Print out every entry, keeping each line identical to the original.

:: Material provided ::
━━━━━━━━

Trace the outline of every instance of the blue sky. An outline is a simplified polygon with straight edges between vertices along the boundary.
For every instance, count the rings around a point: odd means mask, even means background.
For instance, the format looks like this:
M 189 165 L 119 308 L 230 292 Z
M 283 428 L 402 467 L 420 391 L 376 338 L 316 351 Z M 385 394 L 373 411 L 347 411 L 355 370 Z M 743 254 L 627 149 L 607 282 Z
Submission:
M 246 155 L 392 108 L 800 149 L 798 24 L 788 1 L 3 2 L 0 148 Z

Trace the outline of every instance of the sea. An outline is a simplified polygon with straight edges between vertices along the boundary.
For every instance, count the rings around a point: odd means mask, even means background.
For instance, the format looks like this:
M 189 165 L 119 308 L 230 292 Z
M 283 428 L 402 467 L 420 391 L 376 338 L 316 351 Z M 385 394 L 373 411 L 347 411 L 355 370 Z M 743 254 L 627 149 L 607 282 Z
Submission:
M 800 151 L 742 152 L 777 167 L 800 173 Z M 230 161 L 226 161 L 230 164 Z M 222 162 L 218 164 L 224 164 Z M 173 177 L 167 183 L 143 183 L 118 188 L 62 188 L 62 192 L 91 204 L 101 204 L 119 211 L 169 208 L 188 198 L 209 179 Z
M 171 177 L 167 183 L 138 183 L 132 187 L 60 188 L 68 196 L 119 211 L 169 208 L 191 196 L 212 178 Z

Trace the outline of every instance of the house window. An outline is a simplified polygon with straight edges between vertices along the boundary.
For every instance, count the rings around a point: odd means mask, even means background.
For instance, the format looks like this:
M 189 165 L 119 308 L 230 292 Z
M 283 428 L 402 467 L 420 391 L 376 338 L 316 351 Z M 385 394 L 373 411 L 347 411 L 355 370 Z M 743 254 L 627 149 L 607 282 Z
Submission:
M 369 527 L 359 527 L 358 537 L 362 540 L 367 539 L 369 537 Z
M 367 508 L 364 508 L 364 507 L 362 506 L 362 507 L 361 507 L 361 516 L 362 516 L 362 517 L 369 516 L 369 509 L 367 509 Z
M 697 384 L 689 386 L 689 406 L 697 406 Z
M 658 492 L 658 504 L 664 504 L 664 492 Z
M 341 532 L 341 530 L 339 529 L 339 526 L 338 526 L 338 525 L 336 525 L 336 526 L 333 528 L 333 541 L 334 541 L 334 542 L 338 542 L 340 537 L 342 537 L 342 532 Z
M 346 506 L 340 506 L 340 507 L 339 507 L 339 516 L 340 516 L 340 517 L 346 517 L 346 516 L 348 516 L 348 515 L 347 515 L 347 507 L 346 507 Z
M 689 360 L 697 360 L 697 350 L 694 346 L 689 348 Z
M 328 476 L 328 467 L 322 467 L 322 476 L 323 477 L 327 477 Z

━━━━━━━━

:: Task solution ::
Trace the outline of every instance of the blue sky. An outline is a simplified polygon with straight edges between vertices along the boundary.
For every instance, count the rings around a point: odd means mask, even means background.
For instance, the format looks like this:
M 189 165 L 119 308 L 230 292 Z
M 283 428 L 402 467 L 420 391 L 376 338 L 316 351 Z M 385 394 L 373 411 L 347 411 L 355 370 Z M 743 254 L 627 149 L 607 282 Z
Submission:
M 246 155 L 392 108 L 800 149 L 798 24 L 788 1 L 3 2 L 0 148 Z

Trace the outline of every instance of the sea. An outline is a simplified polygon with straight edges between vertices along the boundary.
For every instance, count the rings around a point: odd means mask, even means background.
For instance, the format looks like this:
M 189 165 L 119 308 L 230 292 Z
M 283 428 L 402 467 L 420 391 L 376 338 L 316 351 Z M 385 394 L 373 411 L 347 411 L 355 370 Z M 743 254 L 627 149 L 607 282 Z
Submission:
M 800 151 L 742 152 L 777 167 L 800 173 Z M 230 161 L 226 161 L 230 164 Z M 222 162 L 218 164 L 224 164 Z M 173 177 L 167 183 L 143 183 L 118 188 L 62 188 L 62 192 L 91 204 L 101 204 L 119 211 L 169 208 L 188 198 L 209 179 Z
M 171 177 L 167 183 L 138 183 L 132 187 L 60 188 L 68 196 L 119 211 L 169 208 L 191 196 L 212 178 Z

Trace the outline of every instance of the house window. An outline is a simplified polygon with straight edges between vertices along the boundary.
For every instance, count the rings around a point: odd means mask, even means background.
For instance, the format looks like this:
M 189 165 L 119 308 L 230 292 Z
M 283 428 L 402 467 L 420 391 L 376 338 L 316 351 Z M 385 394 L 373 411 L 347 411 L 355 370 Z M 743 254 L 627 149 L 607 282 Z
Submission:
M 369 527 L 359 527 L 358 537 L 362 540 L 367 539 L 369 537 Z
M 367 508 L 364 508 L 364 507 L 362 506 L 362 507 L 361 507 L 361 516 L 362 516 L 362 517 L 369 516 L 369 509 L 367 509 Z
M 697 384 L 689 386 L 689 406 L 697 406 Z
M 658 492 L 658 504 L 664 504 L 664 492 Z
M 341 532 L 341 530 L 339 529 L 339 526 L 338 526 L 338 525 L 336 525 L 336 526 L 333 528 L 333 541 L 334 541 L 334 542 L 338 542 L 340 537 L 342 537 L 342 532 Z
M 346 506 L 340 506 L 340 507 L 339 507 L 339 516 L 340 516 L 340 517 L 346 517 L 346 516 L 348 516 L 348 515 L 347 515 L 347 507 L 346 507 Z
M 689 360 L 697 360 L 697 350 L 694 346 L 689 348 Z
M 328 476 L 328 467 L 322 467 L 322 476 L 323 477 L 327 477 Z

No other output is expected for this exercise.